#### GOAL:
Rewrite the records starting with the line that contains "Each instance receives one keypoint. Mark the sandy" and going on through the line that contains "(1220, 543)", requests included and nothing else, and raise every coordinate in the answers by 4.

#### TASK INPUTS:

##############################

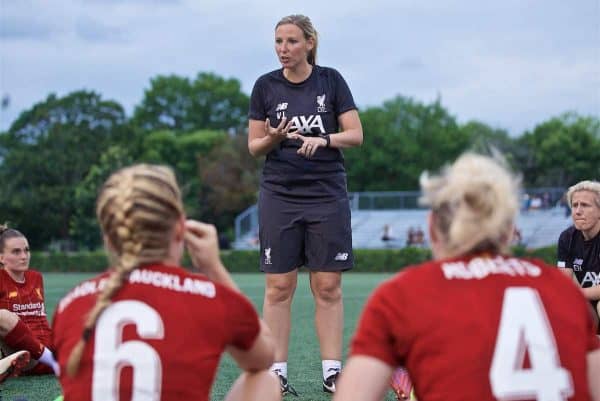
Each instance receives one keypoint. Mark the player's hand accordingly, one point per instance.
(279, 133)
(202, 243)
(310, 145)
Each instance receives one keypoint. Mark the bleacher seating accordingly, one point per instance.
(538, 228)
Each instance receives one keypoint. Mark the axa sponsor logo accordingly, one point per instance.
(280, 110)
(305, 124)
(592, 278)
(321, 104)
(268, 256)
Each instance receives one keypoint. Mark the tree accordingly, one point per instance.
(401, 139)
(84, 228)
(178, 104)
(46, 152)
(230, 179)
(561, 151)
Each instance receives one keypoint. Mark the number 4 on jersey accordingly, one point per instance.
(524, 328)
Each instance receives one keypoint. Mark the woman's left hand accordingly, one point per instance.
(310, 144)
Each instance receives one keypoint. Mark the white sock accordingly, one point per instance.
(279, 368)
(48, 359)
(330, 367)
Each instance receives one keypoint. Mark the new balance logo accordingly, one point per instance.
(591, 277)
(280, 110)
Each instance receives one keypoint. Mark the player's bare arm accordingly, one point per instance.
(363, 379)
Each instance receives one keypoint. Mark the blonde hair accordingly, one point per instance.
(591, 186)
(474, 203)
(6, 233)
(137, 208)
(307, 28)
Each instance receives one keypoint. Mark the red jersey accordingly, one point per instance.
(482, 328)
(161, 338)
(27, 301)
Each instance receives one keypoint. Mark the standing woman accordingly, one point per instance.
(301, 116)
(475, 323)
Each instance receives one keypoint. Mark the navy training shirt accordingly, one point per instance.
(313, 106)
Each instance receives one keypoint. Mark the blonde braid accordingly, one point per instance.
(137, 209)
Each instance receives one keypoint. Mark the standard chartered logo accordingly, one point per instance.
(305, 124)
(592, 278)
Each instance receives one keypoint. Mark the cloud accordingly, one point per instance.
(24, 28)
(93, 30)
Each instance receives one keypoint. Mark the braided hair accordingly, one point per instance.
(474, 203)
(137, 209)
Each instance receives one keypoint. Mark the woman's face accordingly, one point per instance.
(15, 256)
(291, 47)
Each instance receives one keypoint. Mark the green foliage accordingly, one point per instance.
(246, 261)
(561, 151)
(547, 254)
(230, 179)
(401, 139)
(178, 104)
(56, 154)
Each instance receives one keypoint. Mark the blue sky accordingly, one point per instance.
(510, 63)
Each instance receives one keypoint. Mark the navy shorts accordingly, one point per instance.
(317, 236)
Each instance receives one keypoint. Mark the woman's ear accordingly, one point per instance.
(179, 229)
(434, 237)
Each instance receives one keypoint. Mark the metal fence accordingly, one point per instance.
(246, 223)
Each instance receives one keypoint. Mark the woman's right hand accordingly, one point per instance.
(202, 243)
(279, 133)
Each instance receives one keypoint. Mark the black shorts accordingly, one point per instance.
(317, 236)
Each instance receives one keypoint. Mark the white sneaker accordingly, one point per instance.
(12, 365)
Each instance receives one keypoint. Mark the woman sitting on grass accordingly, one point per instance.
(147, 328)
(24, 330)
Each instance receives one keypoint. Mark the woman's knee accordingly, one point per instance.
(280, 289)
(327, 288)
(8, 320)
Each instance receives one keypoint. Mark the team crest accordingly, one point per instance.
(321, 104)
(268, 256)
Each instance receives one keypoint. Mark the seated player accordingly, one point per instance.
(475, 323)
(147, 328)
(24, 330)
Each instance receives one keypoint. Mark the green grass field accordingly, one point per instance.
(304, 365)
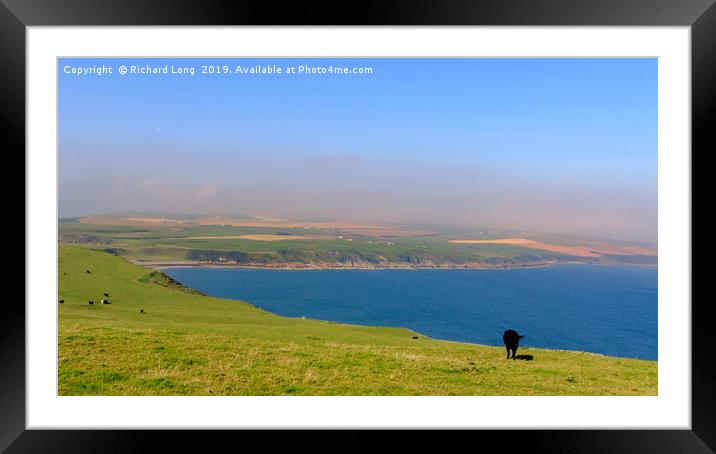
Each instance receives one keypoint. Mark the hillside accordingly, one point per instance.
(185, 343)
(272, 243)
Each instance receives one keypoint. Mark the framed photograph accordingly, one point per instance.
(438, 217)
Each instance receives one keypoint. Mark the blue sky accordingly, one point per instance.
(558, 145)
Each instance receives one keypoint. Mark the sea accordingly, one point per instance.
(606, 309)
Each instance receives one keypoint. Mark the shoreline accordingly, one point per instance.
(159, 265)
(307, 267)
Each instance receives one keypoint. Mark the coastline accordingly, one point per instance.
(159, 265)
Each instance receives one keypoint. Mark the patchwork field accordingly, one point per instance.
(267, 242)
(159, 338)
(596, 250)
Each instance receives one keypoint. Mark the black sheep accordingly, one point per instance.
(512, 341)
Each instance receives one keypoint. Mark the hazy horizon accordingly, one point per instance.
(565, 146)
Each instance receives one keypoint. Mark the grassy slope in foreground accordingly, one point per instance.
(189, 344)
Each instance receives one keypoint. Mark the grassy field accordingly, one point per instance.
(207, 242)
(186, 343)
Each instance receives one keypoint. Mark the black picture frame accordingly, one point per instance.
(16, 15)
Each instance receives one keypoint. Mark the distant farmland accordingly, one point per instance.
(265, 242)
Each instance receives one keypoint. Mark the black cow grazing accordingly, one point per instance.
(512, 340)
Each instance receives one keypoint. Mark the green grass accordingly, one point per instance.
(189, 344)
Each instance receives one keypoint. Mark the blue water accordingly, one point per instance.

##############################

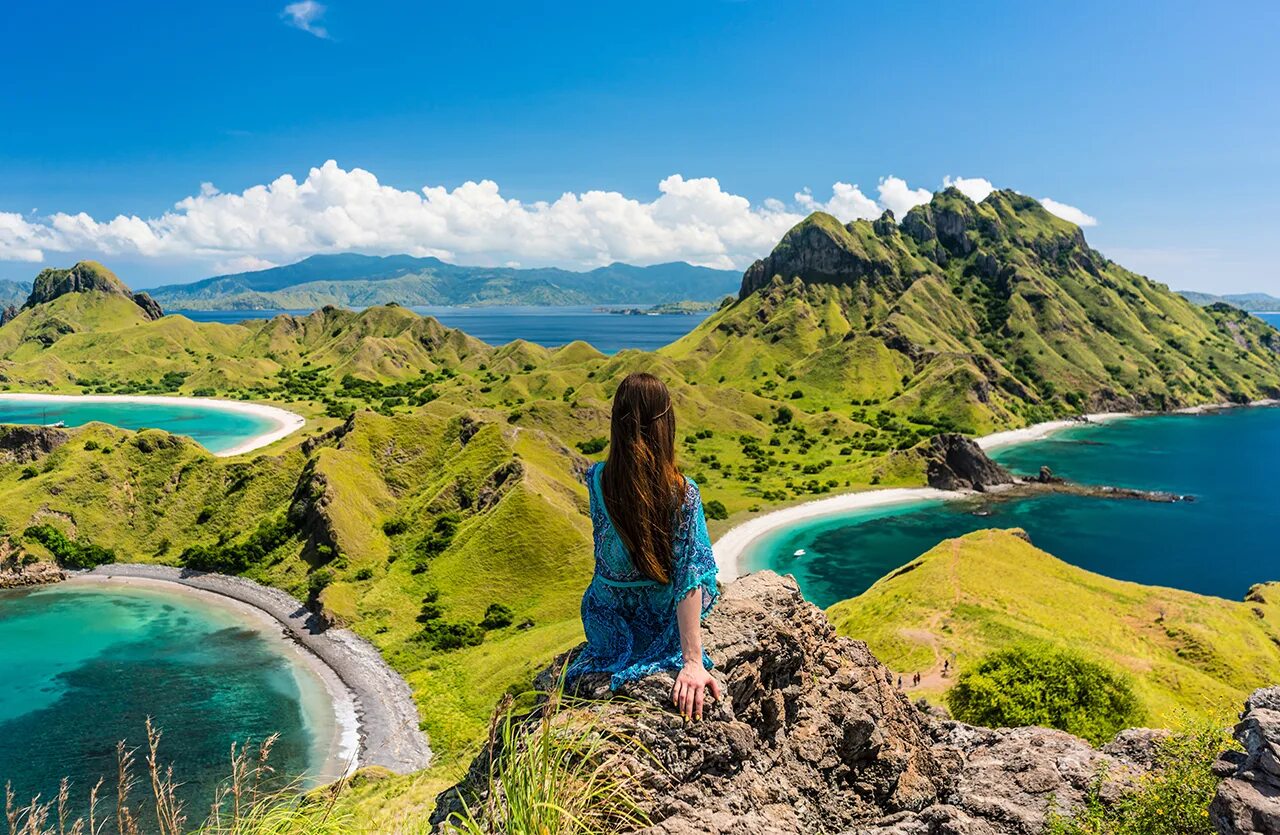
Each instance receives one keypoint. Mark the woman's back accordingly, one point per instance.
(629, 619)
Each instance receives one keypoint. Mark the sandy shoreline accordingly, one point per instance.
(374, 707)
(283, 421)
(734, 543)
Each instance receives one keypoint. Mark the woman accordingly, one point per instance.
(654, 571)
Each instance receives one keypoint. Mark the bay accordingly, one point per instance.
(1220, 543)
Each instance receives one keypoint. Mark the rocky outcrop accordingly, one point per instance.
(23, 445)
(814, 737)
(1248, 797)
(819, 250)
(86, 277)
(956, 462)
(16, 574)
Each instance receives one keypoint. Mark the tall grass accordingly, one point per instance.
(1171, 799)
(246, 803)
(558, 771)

##############################

#### ANSWER IN FULL:
Each instance receives one keypoint. Mark the sandy shoreline accordingly, one point per instance.
(378, 711)
(287, 425)
(738, 547)
Each instance receives one keypoint. Mark the woman accordingly, one point per instance.
(658, 575)
Each instance receives one keypoint. Mark the bay accordingly, one point per instance.
(1224, 547)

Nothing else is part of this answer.